◆ **Requirement**
Pictures do not belong in the copy, so please give every entry below again exactly.

◆ **Dataset records**
----
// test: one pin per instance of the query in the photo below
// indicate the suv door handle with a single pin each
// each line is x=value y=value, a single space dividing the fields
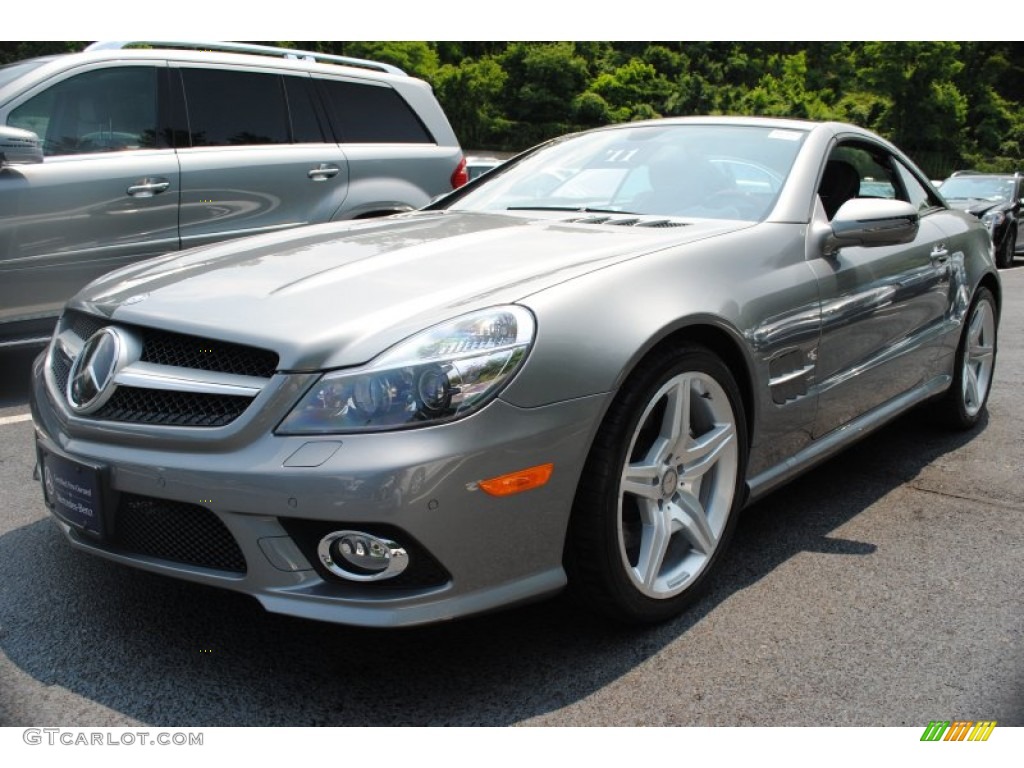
x=146 y=187
x=324 y=171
----
◆ **Result of the exercise**
// test: one pin per instance of the query in the photo below
// indicate the suv door handle with a single pin each
// each line is x=value y=value, a single space dividing the fields
x=146 y=187
x=324 y=171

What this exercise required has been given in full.